- **GIVEN PROBLEM**: Copy the rows starting at the line that contains "Target: person riding bicycle" and ending at the end of the rows, substituting "integer pixel values" for "whole-number pixels" and leaving everything else unchanged.

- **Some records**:
---------------
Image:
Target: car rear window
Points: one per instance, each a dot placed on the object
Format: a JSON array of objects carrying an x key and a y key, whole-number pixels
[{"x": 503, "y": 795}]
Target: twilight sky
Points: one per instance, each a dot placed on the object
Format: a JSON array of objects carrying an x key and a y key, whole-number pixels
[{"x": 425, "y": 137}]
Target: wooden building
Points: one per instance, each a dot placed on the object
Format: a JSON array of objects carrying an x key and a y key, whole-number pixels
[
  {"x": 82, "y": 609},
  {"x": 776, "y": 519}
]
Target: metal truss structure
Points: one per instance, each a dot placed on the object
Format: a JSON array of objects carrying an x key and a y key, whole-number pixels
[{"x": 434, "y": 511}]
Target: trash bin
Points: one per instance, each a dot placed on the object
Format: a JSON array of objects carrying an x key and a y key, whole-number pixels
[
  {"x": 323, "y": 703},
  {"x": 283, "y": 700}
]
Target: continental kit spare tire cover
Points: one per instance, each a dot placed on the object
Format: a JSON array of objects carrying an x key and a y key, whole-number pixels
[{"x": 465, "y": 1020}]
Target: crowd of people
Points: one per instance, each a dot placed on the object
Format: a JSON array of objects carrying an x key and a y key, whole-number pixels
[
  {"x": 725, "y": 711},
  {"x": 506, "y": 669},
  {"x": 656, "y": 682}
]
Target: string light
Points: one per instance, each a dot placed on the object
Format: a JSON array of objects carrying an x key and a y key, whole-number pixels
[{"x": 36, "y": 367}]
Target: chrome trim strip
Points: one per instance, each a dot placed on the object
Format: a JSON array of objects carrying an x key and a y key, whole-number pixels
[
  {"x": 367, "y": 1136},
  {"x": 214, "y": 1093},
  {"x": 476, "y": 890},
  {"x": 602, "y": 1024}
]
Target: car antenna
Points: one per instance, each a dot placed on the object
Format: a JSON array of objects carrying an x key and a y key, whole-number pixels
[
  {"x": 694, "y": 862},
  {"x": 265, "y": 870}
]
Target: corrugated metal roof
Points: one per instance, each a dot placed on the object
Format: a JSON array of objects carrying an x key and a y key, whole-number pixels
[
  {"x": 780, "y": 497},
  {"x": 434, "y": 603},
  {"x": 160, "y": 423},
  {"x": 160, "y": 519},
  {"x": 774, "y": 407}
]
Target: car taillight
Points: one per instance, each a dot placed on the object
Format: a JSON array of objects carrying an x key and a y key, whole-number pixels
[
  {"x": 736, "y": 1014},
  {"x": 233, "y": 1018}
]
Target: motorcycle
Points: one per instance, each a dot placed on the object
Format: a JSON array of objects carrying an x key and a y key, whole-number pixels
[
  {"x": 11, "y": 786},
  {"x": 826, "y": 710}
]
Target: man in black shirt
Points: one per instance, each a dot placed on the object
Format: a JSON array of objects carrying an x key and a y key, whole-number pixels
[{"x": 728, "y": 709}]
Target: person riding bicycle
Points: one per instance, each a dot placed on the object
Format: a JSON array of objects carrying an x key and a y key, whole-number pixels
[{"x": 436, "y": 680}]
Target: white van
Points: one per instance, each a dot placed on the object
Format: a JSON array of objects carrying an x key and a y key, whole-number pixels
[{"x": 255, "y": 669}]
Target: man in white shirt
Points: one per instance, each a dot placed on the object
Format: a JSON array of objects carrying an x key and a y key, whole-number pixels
---------------
- **SOLUTION**:
Target: person riding bicycle
Points: one per instance, each a dot placed on the object
Format: a JSON array of objects carrying an x key and a y key, integer pixel values
[{"x": 436, "y": 680}]
Target: white van
Points: one per instance, each a dot placed on the object
Format: a JSON array of objects carrying an x key and a y key, integer pixel values
[{"x": 255, "y": 669}]
Target: man in white shirt
Points: one per instance, each a dot placed on the object
Format: a JSON array of objects carrying an x key and a y key, integer pixel values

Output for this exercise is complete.